# Texto de lectura
· · ·

Vidas de perros


Una buena forma de comenzar el día sería tomando conciencia de los derechos civiles del perro. ¡Cuán horrible sería el destino de la especie humana si un día se decretara una ley huera que le otorgase al director de un centro antirrábico acabar con todos los perros que se cruzan en su camino! Hay gente llena de odio que cuando pasa cerca de un perro, aun cuando se trate de uno de esos perros honestos, experimenta el extraño prejuicio de que el can se lanzará a morderla, y antes de que el pobre animal se acerque a limosnearle un hueso, ya le están lanzando una pedrada. Tal vez por eso hay en el mundo tantos perros que se amotinan en pandillas y vagan biliosos y desconfiados.

· · ·

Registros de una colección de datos
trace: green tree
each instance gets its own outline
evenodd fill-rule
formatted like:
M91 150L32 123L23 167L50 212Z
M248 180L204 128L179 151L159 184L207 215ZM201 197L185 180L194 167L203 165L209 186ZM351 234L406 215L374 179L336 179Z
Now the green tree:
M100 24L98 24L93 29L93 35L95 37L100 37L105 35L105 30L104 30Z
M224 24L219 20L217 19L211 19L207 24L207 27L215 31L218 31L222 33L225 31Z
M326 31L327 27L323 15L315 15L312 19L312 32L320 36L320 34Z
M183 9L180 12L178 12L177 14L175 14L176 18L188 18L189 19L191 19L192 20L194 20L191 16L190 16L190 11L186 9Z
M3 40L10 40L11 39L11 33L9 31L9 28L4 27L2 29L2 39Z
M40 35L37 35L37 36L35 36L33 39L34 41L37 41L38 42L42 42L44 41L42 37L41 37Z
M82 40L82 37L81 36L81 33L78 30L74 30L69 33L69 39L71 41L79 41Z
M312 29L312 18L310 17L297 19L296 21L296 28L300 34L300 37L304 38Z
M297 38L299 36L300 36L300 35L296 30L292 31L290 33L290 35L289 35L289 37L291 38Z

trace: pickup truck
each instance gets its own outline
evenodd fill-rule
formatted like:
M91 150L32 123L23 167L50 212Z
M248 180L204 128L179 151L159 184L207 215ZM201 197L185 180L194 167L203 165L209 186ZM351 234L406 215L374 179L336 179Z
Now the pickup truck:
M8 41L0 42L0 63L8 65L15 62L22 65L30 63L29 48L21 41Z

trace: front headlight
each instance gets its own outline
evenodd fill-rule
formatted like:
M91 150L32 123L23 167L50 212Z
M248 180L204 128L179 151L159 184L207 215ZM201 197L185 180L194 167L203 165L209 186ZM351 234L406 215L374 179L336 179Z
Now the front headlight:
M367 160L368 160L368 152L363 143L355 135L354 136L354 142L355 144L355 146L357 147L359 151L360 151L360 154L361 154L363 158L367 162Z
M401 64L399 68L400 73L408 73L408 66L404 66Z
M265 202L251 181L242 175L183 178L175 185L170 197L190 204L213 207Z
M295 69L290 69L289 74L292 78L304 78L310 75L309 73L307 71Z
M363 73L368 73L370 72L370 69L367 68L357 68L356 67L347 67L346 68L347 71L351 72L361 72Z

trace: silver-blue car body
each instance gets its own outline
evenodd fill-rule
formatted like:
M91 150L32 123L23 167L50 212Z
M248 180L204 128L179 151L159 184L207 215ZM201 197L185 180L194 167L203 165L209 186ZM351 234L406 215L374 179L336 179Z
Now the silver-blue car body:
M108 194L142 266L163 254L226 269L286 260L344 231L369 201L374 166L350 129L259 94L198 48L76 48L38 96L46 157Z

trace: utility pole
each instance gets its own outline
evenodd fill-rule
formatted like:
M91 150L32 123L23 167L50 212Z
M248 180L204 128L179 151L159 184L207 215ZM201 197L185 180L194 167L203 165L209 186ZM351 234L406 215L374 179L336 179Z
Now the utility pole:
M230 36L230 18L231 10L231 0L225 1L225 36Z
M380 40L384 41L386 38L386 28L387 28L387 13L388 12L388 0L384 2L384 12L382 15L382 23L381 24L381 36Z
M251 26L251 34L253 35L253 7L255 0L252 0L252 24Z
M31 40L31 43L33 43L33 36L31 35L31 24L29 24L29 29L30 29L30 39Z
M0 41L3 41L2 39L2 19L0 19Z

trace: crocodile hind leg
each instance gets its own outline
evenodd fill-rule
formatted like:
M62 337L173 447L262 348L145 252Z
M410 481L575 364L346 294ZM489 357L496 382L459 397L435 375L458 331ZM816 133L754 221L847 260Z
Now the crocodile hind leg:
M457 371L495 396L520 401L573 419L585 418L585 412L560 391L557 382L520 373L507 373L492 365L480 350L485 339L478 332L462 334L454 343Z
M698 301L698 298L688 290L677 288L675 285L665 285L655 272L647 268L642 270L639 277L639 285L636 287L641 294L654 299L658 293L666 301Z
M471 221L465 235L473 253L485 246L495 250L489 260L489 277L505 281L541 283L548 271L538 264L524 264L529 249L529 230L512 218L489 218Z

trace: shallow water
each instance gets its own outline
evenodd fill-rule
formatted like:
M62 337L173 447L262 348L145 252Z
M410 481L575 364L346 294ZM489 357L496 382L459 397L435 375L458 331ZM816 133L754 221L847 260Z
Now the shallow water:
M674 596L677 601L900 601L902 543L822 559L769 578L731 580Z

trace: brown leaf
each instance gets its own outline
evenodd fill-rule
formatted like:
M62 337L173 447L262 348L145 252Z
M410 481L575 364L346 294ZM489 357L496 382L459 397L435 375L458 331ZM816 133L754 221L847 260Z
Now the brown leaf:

· · ·

# Consigna 1
Reproduce sin cambios, dentro de las filas, el tramo que empieza en la línea que contiene "trace: pickup truck" y llega hasta la línea que contiene "M8 41L0 42L0", con ambas incluidas.
# Consigna 2
Prosigue el texto sobre la vida de los perros a partir de su última oración.

# Respuesta final 1
trace: pickup truck
each instance gets its own outline
evenodd fill-rule
formatted like:
M91 150L32 123L23 167L50 212Z
M248 180L204 128L179 151L159 184L207 215ZM201 197L185 180L194 167L203 165L209 186ZM351 234L406 215L374 179L336 179Z
Now the pickup truck:
M8 41L0 42L0 63L8 65L15 62L22 65L30 63L29 48L21 41Z

# Respuesta final 2
Los brujos dicen que todo perro se parece a su dueño; entonces, el perro de un hombre ruin, frustrado y despreciable: por cualquier cosa ladra o hace pedazos una pantufla. O perros trentenamente inteligentes, a los que para parecerse a sus amos solamente les hace falta aprender computación. Pero los hay también perros capitalistas o “archirrefinados”, cuya cultura espiritual y conciencia de clase no les permite inmutarse, en lo absoluto, por las adversidades en las que sobrevive el perro sin hogar.


El refrán dice que no hay mejor amigo de un hombre que un perro, tal vez sea cierto. En España yo conocí a un perrito gallego de ojos lagañosos y sucios bigotes que bien pudo haber tenido gran porvenir en un circo, pero nunca salió de Paraños, su aladea, y ni siquiera conoció la televisión. Este perro vivía con su amo, un gallego borracho y desquiciado que le profesaba una amistad equivocada: le ofrecía al animal aguardiente o le acercaba al hocico un vaso de vino Ribeiro; y ya cuando estaban ambos borrachos, juntos cantaban canciones rancheras mexicanas o bailaban muñeiras gallegas. El hombre decía que son los perros los únicos que pueden ver de frente a la Santa Compaña.
¡Te he amado siempre, Perro Aguayo!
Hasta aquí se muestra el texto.